*Excerpt:*

Trust Your Memory: Verifiable Control of Smart Homes through Reinforcement Learning with Multi-dimensional Rewards

arXiv cs.AI / 4/14/2026

📰 NewsSignals & Early TrendsIdeas & Deep AnalysisModels & Research

Key Points

  • The paper argues that while LLM-based smart home assistants can handle real-time device control, reliably performing memory-driven device control remains difficult to evaluate and optimize.
  • It identifies limitations of existing benchmarks (they typically test either immediate control or generic memory retrieval) as well as RL training methods that provide only outcome-based supervision.
  • The authors propose using reinforcement learning with multi-dimensional rewards to deliver more intermediate feedback for fine-grained memory operations such as add/update/delete/use.
  • To support this, they release two resources: MemHomeLife, created from anonymized real-world long-term user interaction logs, and MemHome, a benchmark specifically for systematic evaluation of memory-driven device control.
  • The work targets better assessment and training of memory management behaviors in smart home scenarios, aiming to reduce local failures and improve overall fine-grained performance.

*Data segment:*
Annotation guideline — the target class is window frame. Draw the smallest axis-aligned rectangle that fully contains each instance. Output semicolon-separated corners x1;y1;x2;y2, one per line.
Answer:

*Exercise:* In the smart home memory summary, how would you render this sentence in Spanish: "The authors propose using reinforcement learning with multi-dimensional rewards to deliver more intermediate feedback for fine-grained memory operations such as add/update/delete/use."? None of the data is needed for this.

*Solution:* Los autores proponen utilizar el aprendizaje por refuerzo con recompensas multidimensionales para proporcionar más retroalimentación intermedia en operaciones de memoria de grano fino, como añadir/actualizar/eliminar/usar.